Your objective:
Render as a JSON list of strings, one string per line and blank lines omitted, the lines from the one containing "Given the photograph above, point out the dirt path" through the end of the records, both ends included.

Task input:
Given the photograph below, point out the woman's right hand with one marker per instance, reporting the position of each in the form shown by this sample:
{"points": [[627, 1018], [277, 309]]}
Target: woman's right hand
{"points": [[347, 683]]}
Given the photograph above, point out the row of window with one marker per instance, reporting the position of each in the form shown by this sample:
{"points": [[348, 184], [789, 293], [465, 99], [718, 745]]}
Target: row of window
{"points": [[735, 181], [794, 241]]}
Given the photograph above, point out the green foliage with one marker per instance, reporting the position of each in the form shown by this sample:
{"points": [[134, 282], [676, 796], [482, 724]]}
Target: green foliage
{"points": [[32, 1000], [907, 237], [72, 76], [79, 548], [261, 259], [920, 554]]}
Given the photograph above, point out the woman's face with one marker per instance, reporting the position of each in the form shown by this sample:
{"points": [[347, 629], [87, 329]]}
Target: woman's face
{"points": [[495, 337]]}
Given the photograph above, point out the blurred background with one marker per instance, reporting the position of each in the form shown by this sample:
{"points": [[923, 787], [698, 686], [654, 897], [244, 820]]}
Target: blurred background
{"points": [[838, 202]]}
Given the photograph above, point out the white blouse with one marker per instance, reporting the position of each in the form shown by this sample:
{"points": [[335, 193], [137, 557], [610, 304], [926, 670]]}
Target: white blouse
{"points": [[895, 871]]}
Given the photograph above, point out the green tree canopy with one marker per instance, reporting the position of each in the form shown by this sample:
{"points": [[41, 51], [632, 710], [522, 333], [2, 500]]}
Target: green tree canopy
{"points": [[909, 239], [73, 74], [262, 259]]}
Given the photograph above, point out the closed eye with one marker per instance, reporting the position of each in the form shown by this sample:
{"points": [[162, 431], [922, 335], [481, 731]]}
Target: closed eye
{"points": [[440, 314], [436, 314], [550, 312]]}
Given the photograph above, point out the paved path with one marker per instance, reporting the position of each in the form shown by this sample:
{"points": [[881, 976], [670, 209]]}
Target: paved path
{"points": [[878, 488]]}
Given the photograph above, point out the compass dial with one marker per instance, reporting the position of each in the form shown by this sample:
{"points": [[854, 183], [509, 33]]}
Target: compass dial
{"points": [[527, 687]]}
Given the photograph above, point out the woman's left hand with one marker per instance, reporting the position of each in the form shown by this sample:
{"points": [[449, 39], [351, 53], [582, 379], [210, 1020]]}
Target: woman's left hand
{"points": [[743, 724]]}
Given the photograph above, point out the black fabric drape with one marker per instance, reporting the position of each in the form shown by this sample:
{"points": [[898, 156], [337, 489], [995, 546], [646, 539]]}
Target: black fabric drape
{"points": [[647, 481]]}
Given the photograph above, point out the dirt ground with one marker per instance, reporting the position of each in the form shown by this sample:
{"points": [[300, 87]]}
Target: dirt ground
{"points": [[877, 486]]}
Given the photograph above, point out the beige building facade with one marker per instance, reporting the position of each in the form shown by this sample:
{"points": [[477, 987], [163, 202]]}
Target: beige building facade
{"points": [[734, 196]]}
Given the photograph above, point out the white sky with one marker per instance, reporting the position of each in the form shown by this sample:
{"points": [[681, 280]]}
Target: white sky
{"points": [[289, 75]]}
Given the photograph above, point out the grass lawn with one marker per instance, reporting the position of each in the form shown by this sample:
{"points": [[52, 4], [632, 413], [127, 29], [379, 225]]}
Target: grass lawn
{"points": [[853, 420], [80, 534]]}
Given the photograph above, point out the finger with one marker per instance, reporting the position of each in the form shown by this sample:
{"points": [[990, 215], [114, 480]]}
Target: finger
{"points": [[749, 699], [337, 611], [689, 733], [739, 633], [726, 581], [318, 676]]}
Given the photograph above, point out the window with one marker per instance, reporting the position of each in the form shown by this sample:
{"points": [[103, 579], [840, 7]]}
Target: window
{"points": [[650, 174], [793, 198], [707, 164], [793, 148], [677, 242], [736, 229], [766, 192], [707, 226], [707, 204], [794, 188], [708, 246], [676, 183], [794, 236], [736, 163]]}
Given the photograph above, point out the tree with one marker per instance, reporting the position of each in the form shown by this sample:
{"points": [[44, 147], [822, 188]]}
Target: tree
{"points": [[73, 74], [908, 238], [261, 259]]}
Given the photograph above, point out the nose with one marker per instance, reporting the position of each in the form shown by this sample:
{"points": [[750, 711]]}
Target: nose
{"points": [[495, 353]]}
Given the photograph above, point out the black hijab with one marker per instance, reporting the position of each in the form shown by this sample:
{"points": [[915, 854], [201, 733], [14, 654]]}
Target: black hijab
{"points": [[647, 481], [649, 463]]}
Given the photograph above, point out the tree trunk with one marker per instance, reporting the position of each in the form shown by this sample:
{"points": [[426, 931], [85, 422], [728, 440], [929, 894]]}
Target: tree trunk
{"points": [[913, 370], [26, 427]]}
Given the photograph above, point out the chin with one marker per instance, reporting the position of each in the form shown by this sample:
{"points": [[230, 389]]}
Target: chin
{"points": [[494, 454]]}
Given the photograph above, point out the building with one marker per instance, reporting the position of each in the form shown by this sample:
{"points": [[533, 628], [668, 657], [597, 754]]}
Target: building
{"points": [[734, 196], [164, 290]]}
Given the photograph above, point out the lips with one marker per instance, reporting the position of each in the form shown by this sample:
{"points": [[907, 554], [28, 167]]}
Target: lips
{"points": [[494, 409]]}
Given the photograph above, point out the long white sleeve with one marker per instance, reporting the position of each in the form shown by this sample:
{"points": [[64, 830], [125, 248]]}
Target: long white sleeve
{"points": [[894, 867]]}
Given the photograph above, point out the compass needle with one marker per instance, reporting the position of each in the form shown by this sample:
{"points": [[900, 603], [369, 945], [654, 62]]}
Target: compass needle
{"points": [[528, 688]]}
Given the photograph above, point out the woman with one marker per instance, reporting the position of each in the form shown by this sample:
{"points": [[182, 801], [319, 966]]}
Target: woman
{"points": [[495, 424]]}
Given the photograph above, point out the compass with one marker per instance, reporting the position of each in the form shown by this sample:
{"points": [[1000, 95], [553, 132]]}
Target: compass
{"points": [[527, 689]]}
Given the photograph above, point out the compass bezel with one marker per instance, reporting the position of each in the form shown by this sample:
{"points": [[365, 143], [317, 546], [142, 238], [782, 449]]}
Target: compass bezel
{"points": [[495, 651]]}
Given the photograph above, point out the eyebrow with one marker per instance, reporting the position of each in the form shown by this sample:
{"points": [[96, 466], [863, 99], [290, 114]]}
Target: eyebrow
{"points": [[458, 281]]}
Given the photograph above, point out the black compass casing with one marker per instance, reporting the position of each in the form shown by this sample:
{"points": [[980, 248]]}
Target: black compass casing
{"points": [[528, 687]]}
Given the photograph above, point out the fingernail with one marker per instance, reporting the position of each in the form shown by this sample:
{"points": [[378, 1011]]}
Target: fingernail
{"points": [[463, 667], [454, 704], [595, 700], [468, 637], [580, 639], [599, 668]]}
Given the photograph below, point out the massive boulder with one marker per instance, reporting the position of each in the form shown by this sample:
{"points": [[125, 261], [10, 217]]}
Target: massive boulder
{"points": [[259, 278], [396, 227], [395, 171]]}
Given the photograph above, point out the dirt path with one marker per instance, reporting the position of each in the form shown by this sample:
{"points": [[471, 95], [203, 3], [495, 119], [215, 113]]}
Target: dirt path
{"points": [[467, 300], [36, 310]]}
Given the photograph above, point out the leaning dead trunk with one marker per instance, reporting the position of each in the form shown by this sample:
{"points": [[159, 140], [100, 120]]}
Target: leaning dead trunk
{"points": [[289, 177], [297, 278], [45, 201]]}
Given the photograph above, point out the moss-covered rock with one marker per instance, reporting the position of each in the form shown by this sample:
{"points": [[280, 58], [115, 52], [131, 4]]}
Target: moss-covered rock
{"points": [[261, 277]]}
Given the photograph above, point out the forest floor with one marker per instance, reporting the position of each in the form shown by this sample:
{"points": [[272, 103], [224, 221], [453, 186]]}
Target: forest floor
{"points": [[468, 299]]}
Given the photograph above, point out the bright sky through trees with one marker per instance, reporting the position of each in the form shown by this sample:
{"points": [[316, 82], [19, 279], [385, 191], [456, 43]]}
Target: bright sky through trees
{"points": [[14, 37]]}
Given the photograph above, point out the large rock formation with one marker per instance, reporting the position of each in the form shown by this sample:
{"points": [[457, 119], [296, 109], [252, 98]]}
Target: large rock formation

Result for this exercise:
[
  "Given the photograph above, point out the dirt path with one marker per instance, reporting the position of each in the form shown by this sample:",
  "{\"points\": [[471, 95], [203, 3], [495, 119], [215, 113]]}",
  "Target: dirt path",
  "{\"points\": [[467, 300], [36, 310]]}",
  "Given the photograph above, point out the leaning dead trunk with one marker per instance, reporting the position of each in the form shown by this sample:",
  "{\"points\": [[159, 140], [100, 120]]}",
  "Target: leaning dead trunk",
  "{\"points\": [[289, 177], [297, 278], [45, 201]]}",
  "Given the photograph above, point out the moss-covered rock with one marker per instance, reporting the position of each in the form shown by this sample:",
  "{\"points\": [[280, 58], [115, 52], [131, 4]]}",
  "Target: moss-covered rock",
  "{\"points\": [[261, 277]]}",
  "Given the photograph above, point out the forest floor with one marker per instance, reporting the position of each in the form shown by this sample:",
  "{\"points\": [[272, 103], [224, 221], [453, 186]]}",
  "Target: forest floor",
  "{\"points\": [[468, 299]]}",
  "Given the photograph above, point out the bright sky through trees with one marker per instance, reporting the position of each in the form shown by this sample:",
  "{\"points\": [[316, 82], [19, 279], [385, 191], [456, 43]]}",
  "Target: bright sky through trees",
  "{\"points\": [[14, 37]]}",
  "Given the photograph above, point out the large rock formation with one marker per instance, reporting the position of each in the form shown by this sample:",
  "{\"points\": [[457, 119], [296, 109], [252, 98]]}",
  "Target: large rock formation"
]